◆ **WHAT THE TASK ASKS**: Reproduce only the part of the listing from the line with "Where can the window frame" to the line with "<point>474,233</point>", changing "wooden siding" to "timber siding" and leaving every other character as it is.

◆ **Entries from a pointing dataset**:
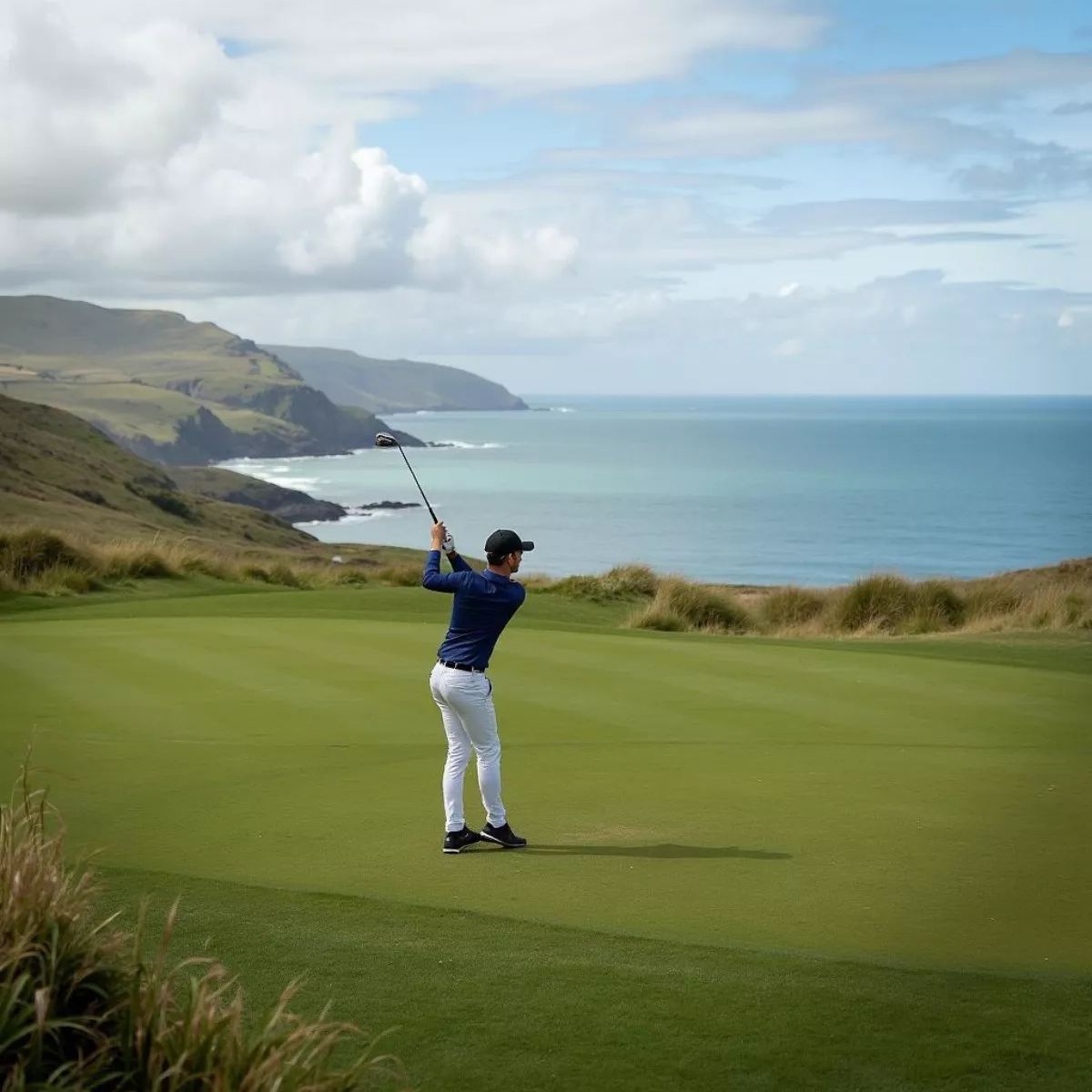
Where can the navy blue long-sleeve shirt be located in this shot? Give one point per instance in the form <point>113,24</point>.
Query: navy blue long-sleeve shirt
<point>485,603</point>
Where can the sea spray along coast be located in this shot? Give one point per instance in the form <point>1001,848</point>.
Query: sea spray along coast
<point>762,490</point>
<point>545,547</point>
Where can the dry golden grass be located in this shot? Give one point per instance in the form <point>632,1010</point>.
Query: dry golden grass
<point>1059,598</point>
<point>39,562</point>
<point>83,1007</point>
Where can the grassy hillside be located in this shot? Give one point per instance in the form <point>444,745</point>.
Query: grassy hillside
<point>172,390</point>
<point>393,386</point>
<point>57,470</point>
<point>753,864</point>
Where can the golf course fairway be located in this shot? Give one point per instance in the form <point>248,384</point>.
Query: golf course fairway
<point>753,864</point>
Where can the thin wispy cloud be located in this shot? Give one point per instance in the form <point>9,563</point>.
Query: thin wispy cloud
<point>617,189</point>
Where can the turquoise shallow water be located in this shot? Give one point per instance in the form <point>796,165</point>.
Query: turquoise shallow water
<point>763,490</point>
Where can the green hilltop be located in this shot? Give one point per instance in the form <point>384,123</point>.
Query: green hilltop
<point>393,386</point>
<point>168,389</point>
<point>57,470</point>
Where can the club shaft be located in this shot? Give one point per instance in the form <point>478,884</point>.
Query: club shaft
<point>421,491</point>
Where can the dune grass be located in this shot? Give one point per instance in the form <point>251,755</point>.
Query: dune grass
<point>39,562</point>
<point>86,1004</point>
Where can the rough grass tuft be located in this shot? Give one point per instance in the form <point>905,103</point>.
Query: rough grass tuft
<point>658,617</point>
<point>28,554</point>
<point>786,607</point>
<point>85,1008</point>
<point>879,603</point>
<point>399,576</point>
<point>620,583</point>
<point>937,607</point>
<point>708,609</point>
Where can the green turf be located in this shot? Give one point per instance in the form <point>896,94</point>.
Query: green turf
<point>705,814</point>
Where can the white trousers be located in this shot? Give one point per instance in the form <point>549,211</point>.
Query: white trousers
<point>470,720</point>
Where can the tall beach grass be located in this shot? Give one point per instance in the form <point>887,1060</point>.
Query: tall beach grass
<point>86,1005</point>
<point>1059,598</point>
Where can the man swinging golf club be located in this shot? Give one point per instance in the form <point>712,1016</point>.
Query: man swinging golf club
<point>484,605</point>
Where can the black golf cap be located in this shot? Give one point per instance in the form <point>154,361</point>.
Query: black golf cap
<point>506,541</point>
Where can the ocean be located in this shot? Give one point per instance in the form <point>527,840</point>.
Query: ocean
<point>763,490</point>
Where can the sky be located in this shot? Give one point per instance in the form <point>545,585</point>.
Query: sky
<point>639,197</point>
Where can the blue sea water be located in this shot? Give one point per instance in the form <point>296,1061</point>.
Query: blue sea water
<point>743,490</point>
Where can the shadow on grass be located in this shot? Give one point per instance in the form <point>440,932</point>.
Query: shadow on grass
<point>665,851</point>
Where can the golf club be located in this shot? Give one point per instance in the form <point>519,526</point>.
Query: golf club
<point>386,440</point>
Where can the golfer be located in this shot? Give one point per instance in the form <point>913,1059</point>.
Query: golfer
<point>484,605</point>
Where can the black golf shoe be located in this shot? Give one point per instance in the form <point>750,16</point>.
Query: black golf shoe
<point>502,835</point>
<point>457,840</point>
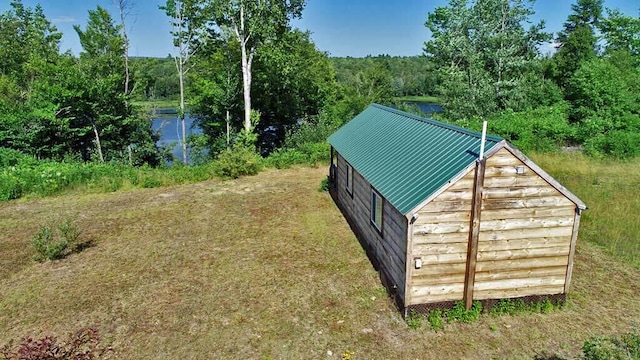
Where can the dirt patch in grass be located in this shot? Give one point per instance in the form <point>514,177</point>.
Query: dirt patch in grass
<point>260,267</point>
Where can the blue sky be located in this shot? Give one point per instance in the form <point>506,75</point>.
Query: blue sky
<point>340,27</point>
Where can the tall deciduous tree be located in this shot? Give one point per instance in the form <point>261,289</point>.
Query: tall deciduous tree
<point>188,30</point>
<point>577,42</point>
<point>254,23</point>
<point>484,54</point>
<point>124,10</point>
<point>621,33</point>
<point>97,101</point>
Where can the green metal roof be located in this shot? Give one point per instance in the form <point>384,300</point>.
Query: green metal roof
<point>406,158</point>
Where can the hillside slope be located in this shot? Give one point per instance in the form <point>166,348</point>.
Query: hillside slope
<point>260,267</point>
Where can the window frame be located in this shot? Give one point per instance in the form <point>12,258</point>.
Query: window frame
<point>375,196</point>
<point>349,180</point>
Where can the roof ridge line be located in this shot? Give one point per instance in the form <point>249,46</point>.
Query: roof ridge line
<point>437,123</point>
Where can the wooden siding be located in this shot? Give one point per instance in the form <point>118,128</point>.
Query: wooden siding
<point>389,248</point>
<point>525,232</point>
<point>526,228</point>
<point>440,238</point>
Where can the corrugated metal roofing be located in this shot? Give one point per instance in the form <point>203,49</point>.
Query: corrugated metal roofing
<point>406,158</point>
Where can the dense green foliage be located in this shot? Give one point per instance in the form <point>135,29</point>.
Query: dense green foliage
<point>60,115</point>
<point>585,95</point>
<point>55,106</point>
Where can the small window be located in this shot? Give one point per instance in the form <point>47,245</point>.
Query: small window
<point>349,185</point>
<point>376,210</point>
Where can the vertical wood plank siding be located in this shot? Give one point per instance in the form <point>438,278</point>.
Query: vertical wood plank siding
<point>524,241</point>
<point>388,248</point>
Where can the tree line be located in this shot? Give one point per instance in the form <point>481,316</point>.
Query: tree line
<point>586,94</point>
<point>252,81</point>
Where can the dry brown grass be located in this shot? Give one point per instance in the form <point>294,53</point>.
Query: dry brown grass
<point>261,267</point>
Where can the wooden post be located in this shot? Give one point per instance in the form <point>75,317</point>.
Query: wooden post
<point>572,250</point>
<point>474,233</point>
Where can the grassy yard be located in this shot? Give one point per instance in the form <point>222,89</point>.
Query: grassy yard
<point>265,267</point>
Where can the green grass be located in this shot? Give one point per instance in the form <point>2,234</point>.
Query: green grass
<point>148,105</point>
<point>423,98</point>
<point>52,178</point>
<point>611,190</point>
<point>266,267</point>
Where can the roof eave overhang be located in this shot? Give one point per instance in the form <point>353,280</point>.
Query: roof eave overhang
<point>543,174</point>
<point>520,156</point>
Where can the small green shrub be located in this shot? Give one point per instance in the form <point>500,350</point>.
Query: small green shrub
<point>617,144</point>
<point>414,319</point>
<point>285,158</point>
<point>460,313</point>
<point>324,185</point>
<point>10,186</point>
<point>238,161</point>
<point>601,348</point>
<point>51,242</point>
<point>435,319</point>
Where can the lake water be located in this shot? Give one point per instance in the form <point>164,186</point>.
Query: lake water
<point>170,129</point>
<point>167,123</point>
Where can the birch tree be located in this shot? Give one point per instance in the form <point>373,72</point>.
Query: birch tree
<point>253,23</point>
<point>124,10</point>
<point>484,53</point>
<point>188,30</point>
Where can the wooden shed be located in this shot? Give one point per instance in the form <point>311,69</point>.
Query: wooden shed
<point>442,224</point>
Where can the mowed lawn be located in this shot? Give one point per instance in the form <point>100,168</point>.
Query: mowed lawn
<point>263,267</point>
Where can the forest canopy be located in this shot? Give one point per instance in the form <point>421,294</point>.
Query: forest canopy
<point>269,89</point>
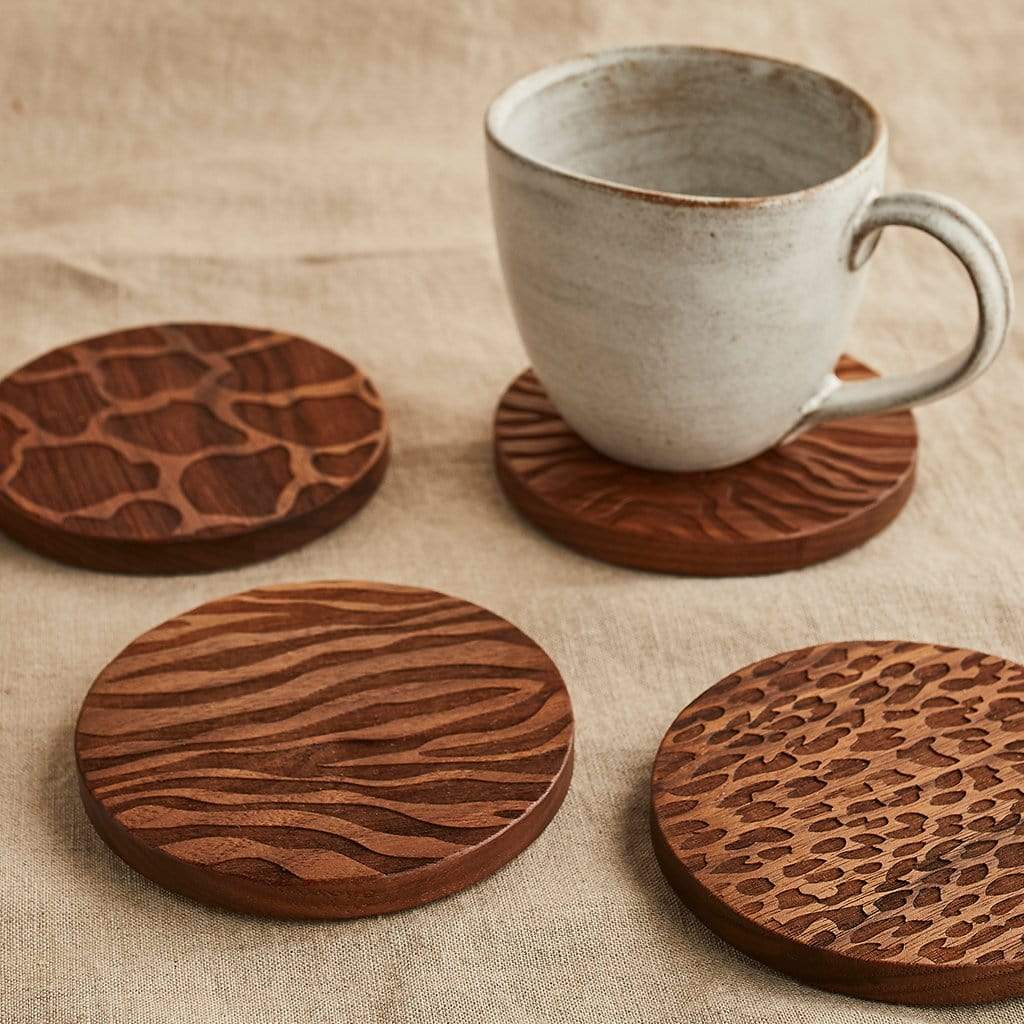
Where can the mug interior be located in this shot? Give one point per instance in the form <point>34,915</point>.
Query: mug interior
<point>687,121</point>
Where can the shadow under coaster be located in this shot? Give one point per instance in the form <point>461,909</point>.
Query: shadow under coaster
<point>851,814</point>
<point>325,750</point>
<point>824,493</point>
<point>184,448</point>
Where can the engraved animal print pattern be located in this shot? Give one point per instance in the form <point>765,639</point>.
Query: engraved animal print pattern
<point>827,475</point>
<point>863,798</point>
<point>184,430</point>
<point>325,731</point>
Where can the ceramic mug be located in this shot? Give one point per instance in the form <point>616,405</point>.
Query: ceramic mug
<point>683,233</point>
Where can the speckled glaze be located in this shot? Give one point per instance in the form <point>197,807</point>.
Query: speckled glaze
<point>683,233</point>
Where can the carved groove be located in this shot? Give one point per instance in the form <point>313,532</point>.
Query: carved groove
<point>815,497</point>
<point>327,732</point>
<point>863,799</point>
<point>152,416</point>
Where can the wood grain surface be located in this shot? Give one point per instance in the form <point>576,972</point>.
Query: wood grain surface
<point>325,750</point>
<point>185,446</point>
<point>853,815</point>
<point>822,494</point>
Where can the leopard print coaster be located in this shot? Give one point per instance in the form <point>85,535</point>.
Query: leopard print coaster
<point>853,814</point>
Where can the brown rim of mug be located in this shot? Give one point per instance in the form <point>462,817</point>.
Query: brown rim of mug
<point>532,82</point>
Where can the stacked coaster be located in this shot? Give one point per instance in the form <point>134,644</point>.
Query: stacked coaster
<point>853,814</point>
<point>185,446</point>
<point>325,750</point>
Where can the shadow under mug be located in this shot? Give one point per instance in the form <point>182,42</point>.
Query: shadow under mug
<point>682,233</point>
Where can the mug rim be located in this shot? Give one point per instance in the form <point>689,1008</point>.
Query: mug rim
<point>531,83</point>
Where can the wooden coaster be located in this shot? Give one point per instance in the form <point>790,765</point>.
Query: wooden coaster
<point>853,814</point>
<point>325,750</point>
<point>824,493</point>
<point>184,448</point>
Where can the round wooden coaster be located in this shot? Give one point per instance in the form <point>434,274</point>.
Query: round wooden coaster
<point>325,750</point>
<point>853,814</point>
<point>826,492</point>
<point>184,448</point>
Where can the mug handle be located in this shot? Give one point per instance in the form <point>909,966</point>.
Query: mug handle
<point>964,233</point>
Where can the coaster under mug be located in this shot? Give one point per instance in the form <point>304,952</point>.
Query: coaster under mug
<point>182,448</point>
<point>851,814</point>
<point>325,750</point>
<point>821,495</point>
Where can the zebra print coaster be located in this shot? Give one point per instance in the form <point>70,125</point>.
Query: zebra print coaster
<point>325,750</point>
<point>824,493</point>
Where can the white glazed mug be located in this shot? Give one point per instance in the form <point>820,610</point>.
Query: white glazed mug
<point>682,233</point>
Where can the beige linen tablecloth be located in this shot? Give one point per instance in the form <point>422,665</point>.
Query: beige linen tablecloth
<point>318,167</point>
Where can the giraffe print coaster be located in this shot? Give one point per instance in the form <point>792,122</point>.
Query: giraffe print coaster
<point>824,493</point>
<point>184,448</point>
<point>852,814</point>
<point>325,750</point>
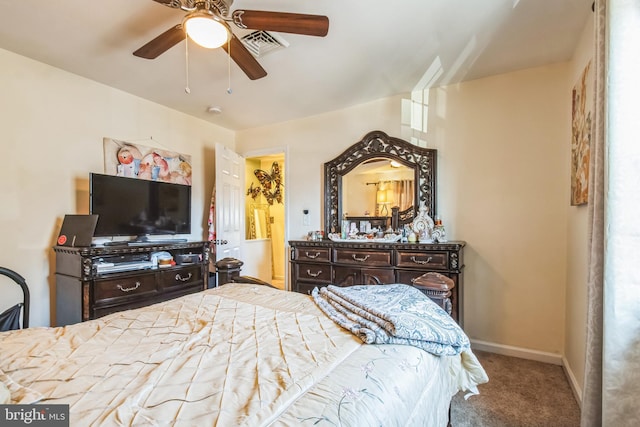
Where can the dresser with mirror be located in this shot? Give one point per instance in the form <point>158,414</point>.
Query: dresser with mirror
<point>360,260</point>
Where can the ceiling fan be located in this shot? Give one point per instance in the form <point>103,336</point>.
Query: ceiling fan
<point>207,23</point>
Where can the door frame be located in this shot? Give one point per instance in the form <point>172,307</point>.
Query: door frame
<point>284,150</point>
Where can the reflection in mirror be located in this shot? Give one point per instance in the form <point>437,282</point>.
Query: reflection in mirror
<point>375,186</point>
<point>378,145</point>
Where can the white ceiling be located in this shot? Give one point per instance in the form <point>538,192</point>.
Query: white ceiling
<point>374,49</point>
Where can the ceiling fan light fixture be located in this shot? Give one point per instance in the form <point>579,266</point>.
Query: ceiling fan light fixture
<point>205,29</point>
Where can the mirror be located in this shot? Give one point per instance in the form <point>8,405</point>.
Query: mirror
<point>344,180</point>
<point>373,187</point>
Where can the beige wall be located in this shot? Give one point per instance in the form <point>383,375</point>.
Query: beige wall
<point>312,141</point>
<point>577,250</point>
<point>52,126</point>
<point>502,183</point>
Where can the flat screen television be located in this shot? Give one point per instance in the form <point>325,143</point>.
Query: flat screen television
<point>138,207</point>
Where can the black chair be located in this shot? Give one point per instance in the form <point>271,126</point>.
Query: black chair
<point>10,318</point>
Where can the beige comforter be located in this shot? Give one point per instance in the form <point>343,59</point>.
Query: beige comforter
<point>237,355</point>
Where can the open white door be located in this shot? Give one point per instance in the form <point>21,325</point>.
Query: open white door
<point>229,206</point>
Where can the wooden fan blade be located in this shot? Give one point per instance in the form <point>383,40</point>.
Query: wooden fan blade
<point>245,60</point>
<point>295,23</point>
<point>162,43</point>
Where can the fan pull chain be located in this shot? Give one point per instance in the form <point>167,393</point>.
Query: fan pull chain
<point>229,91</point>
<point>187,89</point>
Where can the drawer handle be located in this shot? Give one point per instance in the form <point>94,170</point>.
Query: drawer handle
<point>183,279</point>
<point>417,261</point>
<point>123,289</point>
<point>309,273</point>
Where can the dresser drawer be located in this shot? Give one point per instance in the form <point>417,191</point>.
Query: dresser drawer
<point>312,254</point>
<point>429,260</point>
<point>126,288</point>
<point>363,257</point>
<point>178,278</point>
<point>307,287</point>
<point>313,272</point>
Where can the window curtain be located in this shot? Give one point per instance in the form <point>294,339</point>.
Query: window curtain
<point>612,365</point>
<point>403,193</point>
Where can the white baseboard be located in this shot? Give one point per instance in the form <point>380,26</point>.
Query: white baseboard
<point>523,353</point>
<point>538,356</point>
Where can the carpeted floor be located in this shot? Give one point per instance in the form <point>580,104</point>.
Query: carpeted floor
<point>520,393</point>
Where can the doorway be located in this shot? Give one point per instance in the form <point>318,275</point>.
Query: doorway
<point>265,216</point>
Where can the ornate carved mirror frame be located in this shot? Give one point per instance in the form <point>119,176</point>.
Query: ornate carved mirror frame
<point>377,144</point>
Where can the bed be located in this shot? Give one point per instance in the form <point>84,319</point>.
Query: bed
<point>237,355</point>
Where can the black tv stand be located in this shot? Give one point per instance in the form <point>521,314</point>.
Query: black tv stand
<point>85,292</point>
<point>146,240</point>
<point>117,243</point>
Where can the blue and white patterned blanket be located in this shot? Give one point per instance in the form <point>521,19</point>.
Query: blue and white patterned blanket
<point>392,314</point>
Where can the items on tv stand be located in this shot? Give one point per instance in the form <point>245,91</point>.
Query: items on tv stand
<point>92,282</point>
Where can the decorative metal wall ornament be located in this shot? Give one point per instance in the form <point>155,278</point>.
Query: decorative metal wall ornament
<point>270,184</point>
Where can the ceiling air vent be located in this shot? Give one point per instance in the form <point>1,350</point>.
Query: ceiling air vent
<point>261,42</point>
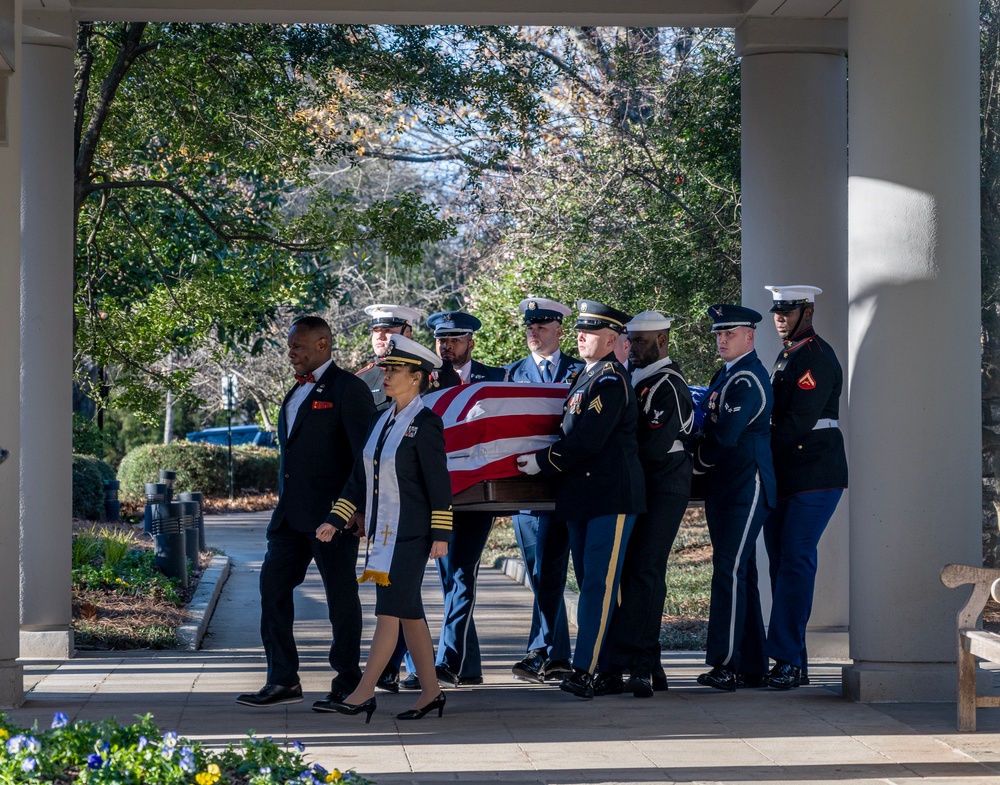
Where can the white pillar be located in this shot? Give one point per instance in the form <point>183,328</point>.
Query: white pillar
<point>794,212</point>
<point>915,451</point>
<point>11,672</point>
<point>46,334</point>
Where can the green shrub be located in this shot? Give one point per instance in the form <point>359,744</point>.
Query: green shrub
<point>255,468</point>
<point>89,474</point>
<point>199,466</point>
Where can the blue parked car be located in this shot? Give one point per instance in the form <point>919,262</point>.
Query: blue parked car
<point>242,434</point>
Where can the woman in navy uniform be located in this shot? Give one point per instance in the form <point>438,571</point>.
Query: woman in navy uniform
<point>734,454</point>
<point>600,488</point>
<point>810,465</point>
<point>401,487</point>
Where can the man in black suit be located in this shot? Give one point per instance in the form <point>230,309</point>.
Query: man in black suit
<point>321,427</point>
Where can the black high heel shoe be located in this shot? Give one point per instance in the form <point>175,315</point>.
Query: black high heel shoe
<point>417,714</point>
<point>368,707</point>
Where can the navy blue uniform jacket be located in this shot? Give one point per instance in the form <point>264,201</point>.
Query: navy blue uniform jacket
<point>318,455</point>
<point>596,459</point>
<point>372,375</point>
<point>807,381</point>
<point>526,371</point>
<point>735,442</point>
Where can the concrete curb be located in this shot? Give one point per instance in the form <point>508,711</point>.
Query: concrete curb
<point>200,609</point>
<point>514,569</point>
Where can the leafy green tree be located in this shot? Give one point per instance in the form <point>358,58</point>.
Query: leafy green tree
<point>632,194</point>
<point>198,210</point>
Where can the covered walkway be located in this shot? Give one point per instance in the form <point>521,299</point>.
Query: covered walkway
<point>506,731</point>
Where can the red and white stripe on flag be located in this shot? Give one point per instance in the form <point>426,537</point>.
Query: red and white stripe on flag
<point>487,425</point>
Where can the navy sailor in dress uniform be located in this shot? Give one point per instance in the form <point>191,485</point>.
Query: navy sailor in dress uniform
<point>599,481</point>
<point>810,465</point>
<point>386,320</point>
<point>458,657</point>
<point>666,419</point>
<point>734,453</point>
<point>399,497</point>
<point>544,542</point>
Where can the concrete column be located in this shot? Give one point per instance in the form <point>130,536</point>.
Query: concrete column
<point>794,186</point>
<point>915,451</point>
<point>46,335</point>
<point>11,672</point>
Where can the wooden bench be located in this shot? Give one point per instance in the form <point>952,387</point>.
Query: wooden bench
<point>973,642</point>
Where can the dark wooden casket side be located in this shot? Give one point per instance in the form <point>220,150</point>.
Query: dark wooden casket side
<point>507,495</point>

◆ **ANSWER TO THE TASK**:
Where can the window frame be located in this shot? Give one point per instance in the form <point>12,258</point>.
Query: window frame
<point>375,196</point>
<point>349,180</point>
Where can the roof ridge line be located in this shot? Give one point per instance in the form <point>249,46</point>.
Query: roof ridge line
<point>437,123</point>
Where can the timber siding be located in this shot? Give one point per instance in the form <point>118,128</point>.
Query: timber siding
<point>389,248</point>
<point>525,232</point>
<point>526,228</point>
<point>440,238</point>
Where can the corrugated metal roofing be located in this shot? Give one point per instance in the form <point>203,49</point>.
Query: corrugated metal roofing
<point>406,158</point>
Where can the dense green foliage be located in this shot? Give one point per instance in the form <point>135,29</point>.
Query: dense green foliage
<point>60,115</point>
<point>585,95</point>
<point>55,106</point>
Where can the small window be located in this shot? Give one point per instance in the form <point>47,245</point>.
Query: small window
<point>349,185</point>
<point>376,210</point>
Where can the vertical wood plank siding be located in this shot? Give one point per instance in the form <point>438,278</point>.
Query: vertical wood plank siding
<point>524,241</point>
<point>388,248</point>
Where can the tree line be located in this shot? Give one point per instance in the form <point>481,316</point>.
Query: tree line
<point>586,94</point>
<point>252,81</point>
Where can the dry brown grass be located in this shot? Give one point per instance in the form <point>294,53</point>.
Query: dry brown grass
<point>261,267</point>
Where can the wooden post be located in this shot? Give one point per instance in the form <point>75,317</point>.
Query: wooden post
<point>572,250</point>
<point>474,233</point>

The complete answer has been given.